Requirement: The entries below should be given again exactly, minus their pictures.
##### Task input
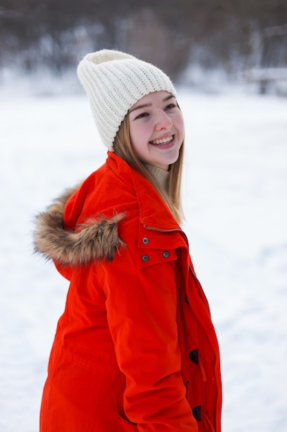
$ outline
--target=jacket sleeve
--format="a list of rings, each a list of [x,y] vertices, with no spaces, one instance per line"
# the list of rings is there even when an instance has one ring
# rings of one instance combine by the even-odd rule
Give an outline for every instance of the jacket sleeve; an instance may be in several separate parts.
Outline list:
[[[142,432],[197,432],[180,372],[176,254],[149,249],[142,260],[142,251],[127,246],[101,265],[125,413]]]

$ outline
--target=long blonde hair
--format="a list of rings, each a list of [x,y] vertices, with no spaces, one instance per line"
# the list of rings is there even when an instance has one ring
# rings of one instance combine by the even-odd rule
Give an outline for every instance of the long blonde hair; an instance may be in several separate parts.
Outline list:
[[[170,166],[167,190],[165,190],[146,165],[138,159],[131,146],[129,136],[129,118],[127,114],[123,119],[114,142],[114,153],[123,159],[129,165],[144,175],[154,186],[164,200],[178,224],[182,222],[183,215],[180,205],[180,186],[183,165],[184,142],[180,149],[178,160]]]

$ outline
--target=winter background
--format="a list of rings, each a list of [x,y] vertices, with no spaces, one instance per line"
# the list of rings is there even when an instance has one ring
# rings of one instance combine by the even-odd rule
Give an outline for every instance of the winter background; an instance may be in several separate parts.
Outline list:
[[[35,215],[106,157],[83,92],[26,84],[0,92],[1,432],[38,431],[68,288],[33,255]],[[223,431],[286,432],[287,99],[180,88],[179,101],[184,230],[221,348]]]

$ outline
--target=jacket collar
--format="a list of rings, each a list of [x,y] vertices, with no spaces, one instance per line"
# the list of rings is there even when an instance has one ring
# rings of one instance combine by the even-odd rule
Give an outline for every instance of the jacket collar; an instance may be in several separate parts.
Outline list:
[[[121,157],[108,151],[107,164],[116,175],[133,188],[136,193],[140,223],[157,230],[180,230],[165,202],[151,183]]]

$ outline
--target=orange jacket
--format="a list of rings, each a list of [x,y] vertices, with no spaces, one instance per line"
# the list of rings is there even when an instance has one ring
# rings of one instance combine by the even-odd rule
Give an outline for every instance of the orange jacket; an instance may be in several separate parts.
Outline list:
[[[70,281],[41,432],[220,432],[217,338],[169,209],[110,152],[71,193],[35,231]]]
##########
Solved problem:
$ outline
--target=jacket sleeve
--format="a list of rings, each a list of [x,y] vertices, with no spaces, one instance per line"
# the list of rings is there even when an instance has one ring
# rings of one instance combine by the even-odd rule
Give an outline for every instance of the jacket sleeve; an instance may be in several separate parts.
Outline list:
[[[142,432],[197,432],[180,372],[176,254],[149,249],[142,260],[142,251],[127,246],[101,265],[125,413]]]

$ outline
--target=long blonde hair
--format="a list of rings, each a list of [x,y] vertices, with no spaces, one instance per line"
# the list of rings is there even when an instance has one ring
# rings of one instance combine by the even-odd rule
Give an outline for every instance of the long blonde hair; an instance may be in several separate parts.
Outline list:
[[[170,166],[167,190],[165,190],[146,165],[138,159],[131,146],[129,136],[129,118],[127,114],[123,119],[114,142],[114,153],[123,159],[129,165],[144,175],[154,186],[164,200],[178,224],[182,222],[183,215],[180,205],[180,186],[183,165],[184,142],[180,149],[178,160]]]

$ outline
--target=winter background
--format="a list of rings, each a list of [x,y] vertices, with no spaces, one instance per line"
# the list of rings is there even when an instance has one ring
# rings of one instance combine by the even-odd rule
Give an outline for every instance of the winter background; an instance may be in several separate parts.
Outline list:
[[[35,215],[106,157],[83,92],[26,84],[0,92],[1,432],[38,431],[68,288],[33,255]],[[223,431],[286,432],[287,99],[180,88],[179,101],[184,230],[221,348]]]

$ outline
--target=jacket collar
--format="a list of rings, each a list of [x,y] vertices, with no spaces, one instance per line"
# the list of rings is there even when an instance has one ring
# rings of one instance combine by the even-odd rule
Give an outline for every instance of the jacket collar; an instance may be in several separate parts.
Outline list:
[[[121,157],[108,151],[107,164],[116,175],[133,188],[136,193],[140,223],[157,230],[180,230],[165,202],[151,183]]]

$ outline
--target=orange jacket
--format="a list of rings, each a list of [x,y] vertices, with no spaces, one instance per line"
# the list of rings is there even when an instance has one ring
# rings of one instance combine by the even-odd rule
Give an outline for every instance of the orange jacket; an instance may be in several separate parts.
Outline list:
[[[70,281],[41,432],[220,432],[217,338],[169,209],[110,152],[71,193],[35,231]]]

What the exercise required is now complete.